**RECORDS FOR PROCESSING**
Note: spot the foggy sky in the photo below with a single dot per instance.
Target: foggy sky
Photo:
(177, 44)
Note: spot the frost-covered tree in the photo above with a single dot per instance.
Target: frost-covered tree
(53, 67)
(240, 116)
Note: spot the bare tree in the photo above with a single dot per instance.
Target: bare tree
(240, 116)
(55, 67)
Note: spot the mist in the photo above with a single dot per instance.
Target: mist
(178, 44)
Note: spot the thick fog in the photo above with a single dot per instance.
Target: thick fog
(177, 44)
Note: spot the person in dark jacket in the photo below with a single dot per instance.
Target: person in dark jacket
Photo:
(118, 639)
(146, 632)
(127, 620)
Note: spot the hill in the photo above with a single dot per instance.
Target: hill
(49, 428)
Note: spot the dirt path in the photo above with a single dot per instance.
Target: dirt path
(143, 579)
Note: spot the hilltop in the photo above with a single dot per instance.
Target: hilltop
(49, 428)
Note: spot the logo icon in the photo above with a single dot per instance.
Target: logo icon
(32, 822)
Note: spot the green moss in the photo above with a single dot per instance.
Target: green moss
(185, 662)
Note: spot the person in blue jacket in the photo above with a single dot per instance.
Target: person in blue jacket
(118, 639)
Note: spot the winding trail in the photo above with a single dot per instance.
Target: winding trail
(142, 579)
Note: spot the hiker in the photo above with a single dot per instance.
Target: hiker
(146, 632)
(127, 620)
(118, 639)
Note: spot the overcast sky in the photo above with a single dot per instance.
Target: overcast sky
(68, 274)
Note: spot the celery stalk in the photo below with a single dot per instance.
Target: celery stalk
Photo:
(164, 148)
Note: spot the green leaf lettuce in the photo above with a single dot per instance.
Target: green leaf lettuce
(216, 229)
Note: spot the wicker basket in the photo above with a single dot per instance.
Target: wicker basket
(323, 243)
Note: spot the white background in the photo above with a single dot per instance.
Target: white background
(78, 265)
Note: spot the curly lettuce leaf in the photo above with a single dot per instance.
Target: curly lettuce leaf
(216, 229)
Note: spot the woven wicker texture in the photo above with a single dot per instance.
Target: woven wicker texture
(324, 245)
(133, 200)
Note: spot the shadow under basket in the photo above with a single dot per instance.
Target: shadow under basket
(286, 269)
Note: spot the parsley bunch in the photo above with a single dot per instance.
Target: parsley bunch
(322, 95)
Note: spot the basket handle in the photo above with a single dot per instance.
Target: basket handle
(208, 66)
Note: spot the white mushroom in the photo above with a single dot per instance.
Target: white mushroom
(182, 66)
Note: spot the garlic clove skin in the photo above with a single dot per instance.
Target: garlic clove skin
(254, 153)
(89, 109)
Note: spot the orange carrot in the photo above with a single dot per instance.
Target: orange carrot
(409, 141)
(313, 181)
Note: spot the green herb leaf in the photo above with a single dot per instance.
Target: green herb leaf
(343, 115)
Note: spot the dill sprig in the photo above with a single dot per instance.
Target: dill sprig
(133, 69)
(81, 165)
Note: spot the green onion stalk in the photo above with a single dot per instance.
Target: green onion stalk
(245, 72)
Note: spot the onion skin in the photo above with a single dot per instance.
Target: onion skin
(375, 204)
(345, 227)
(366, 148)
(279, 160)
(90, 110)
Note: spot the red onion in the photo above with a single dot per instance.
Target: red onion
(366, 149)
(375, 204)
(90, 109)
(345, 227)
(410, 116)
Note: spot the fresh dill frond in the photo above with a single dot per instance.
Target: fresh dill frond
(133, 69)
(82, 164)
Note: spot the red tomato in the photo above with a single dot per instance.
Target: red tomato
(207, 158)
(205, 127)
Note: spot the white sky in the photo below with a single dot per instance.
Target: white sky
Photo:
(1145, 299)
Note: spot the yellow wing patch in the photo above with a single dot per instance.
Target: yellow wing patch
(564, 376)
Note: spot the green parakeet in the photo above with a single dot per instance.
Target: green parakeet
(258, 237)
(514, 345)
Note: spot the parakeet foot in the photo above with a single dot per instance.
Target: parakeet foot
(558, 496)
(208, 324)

**TASK TO COMPLETE**
Your answer must be the data above, copied exactly from its first line through the line containing "Note: spot the person in dark", and nothing more.

**EXERCISE SOLUTION**
Note: spot the foggy sky in the photo below with a single dot per instance.
Target: foggy sky
Photo:
(177, 44)
Note: spot the frost-covered tree in the photo above with a single dot per instance.
Target: frost-covered tree
(53, 67)
(240, 116)
Note: spot the bare tree in the photo above with a single dot per instance.
Target: bare tree
(240, 116)
(55, 67)
Note: spot the mist in the photo above with a single dot per instance.
Target: mist
(178, 44)
Note: spot the thick fog in the photo above with a single dot per instance.
Target: thick fog
(177, 44)
Note: spot the person in dark jacket in the photo below with a single dot per instance.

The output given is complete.